TAREA PROPUESTA: Prosiga la crítica sobre la película Muy lejos desde el punto en que se detiene, a continuación de su última oración.

FRAGMENTO:
------------------------------------------------------------

El cineasta decide articular la narración desde un centro externo dentro de cuyo diámetro tienen, por fuerza, que caber —o hacinarse— el resto de temas que forman parte de las coordenadas espaciales y temporales en las que se enmarca la película. Dicho centro no es otro que un cuerpo, el de su protagonista, que organiza la composición de los encuadres, pero que, al mismo tiempo, flota por los lugares que transita, se desliza por conversaciones, trabajos precarios, habitaciones pequeñas, y nunca llega a dialogar con un tiempo histórico concreto, la crisis del 2007, ni con un lugar, Holanda, que funcionan como anclajes contextuales antes que como una realidad viva que condiciona sus movimientos. Muy lejos no es una indagación en dicha realidad, sino un viaje programado y preconcebido cuyo punto de llegada, cuyo cierre discursivo, ya estaba impuesto antes siquiera del inicio del metraje. De ahí que el protagonista y el mundo operen en planos distintos, pero paralelos, que ofrecen una ilusión de cohesión: por un lado, está el personaje interpretado por Mario Casas; y, por otro, unas circunstancias sociales en las que el director no pretende adentrarse. No hay, por tanto, un tratamiento fílmico del espacio ni de los factores que lo definen, pero tampoco de los cuerpos y sus acciones. Dichas ausencias se hacen patentes tanto en las múltiples secuencias en las que Oms coloca la cámara detrás del protagonista mientras camina o recorre en bicicleta las calles de Utrecht, aquí convertidas en un inexpresivo amasijo de edificios, como en las que le filma en planos cortos e inestables mientras juega al fútbol, imposibilitando, mediante la velocidad con que se suceden los cortes de montaje y la estrechez del tamaño de los encuadres, que el placer que le produce la fisicidad del deporte se manifieste a través de los matices gestuales de la totalidad de su cuerpo.

------------------------------------------------------------

MATERIAL PROPORCIONADO:

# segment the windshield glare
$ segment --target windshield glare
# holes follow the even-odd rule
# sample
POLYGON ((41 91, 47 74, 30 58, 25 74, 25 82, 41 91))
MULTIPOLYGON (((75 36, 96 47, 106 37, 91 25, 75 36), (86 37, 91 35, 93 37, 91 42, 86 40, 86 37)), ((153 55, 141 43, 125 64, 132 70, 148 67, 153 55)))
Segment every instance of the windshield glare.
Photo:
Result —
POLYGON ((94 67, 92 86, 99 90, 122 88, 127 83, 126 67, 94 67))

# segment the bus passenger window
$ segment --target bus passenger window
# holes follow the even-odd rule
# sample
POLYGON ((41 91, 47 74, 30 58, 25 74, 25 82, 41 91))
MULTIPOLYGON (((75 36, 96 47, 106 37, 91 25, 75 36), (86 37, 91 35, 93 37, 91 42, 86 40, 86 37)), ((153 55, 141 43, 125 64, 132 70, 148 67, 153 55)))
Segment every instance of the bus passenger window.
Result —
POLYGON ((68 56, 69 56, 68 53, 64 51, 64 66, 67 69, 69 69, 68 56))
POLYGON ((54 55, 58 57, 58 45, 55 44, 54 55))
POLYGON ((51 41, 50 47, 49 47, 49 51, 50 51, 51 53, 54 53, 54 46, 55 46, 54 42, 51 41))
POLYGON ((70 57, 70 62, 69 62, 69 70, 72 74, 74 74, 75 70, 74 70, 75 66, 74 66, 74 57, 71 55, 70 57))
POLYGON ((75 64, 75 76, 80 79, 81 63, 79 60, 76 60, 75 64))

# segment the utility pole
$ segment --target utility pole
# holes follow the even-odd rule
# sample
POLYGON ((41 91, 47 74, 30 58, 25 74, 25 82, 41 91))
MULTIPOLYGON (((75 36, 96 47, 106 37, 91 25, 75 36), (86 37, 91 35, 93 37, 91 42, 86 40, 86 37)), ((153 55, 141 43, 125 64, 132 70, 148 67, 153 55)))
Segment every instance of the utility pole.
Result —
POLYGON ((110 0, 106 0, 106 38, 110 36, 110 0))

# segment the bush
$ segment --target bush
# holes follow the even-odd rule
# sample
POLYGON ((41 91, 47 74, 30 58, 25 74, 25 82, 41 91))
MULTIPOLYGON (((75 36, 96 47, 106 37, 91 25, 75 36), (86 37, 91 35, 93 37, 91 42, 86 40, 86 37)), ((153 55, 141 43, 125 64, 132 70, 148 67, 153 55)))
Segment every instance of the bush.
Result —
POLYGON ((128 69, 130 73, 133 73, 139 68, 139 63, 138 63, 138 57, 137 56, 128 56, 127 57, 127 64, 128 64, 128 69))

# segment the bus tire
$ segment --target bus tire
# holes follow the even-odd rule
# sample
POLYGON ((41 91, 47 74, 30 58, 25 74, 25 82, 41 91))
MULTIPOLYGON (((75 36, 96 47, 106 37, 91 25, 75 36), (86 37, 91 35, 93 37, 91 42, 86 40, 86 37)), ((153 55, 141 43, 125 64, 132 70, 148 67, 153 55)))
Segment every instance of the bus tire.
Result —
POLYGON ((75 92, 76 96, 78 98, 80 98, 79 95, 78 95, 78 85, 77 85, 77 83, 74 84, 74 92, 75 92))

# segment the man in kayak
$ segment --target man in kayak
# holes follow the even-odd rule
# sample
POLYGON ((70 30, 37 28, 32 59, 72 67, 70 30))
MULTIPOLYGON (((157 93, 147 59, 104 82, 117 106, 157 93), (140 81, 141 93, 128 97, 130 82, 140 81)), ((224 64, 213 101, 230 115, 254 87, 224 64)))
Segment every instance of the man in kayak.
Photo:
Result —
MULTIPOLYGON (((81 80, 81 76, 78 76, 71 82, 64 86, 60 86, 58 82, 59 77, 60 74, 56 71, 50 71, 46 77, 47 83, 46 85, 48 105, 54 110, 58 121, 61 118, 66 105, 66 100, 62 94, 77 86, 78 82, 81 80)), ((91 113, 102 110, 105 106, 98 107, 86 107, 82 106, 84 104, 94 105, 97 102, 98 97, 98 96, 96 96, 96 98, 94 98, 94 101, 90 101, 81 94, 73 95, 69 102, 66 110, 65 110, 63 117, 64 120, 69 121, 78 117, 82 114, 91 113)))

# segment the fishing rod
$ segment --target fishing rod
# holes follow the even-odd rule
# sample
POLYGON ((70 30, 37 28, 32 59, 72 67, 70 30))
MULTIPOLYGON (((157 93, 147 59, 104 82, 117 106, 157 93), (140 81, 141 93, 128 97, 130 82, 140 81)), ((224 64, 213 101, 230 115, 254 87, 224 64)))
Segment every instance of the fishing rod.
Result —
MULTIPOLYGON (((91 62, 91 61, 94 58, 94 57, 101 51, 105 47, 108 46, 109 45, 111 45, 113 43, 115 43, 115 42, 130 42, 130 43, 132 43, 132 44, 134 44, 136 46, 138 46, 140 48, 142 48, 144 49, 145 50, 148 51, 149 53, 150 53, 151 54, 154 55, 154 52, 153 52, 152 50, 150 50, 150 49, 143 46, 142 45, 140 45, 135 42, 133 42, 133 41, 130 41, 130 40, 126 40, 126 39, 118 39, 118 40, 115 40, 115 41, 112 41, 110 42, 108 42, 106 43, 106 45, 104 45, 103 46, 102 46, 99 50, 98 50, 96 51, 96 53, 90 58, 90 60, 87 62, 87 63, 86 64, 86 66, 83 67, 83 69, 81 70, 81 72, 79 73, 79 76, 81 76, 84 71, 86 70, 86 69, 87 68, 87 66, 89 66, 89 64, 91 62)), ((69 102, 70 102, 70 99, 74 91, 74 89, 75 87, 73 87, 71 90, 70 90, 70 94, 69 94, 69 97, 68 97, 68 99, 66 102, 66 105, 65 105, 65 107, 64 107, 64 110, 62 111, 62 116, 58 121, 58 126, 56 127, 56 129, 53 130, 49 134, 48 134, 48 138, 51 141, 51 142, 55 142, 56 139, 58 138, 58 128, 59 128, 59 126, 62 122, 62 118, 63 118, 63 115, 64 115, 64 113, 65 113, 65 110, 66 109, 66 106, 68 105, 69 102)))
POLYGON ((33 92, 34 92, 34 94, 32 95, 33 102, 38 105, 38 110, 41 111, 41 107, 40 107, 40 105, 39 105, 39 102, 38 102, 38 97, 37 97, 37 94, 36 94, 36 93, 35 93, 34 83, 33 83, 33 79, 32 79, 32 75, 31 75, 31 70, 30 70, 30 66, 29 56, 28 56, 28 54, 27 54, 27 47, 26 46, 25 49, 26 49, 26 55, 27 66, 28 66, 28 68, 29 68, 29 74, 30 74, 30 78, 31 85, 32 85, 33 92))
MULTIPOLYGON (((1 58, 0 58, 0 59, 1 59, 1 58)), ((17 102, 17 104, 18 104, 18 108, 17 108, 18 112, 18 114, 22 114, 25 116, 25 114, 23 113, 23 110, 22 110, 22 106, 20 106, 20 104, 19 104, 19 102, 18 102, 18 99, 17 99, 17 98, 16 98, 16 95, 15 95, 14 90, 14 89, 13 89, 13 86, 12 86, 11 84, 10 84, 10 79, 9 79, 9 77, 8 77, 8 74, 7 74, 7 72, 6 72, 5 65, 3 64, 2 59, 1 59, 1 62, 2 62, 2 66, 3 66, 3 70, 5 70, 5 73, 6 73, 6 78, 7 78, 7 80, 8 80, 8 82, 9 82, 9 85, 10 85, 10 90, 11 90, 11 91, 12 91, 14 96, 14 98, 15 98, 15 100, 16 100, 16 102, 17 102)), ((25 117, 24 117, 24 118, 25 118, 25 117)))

------------------------------------------------------------

RESULTADO DEL EJERCICIO:
El director se dedica a ilustrar un guion plagado de lugares comunes en el que todo está al servicio de un protagonista cuyo conflicto interno tampoco tiene un desarrollo orgánico. Oms mercantiliza la explotación laboral y el sufrimiento de los migrantes que trabajan en Europa y que son perseguidos y criminalizados por unos Estados que se niegan a regularizarlos, puesto que no sólo evita retratar con hondura dichas problemáticas, sino que las utiliza como pulsos dramáticos con los que hace avanzar un relato lastrado por su falta de consistencia narrativa. Además, la elección de un actor de recursos tan limitados como Mario Casas para interpretar a un protagonista que está en el centro de todos y cada uno de los planos de la película impide que el espectador establezca el tan ansiado vínculo emocional con su personaje, dado que en las secuencias de mayor intensidad —que, para no resultar melodramáticas, requieren de una gran contención— lo que el actor ofrece es sobreactuación, y en las que se construyen con silencios y miradas no consigue hilvanar con sutileza los gestos requeridos.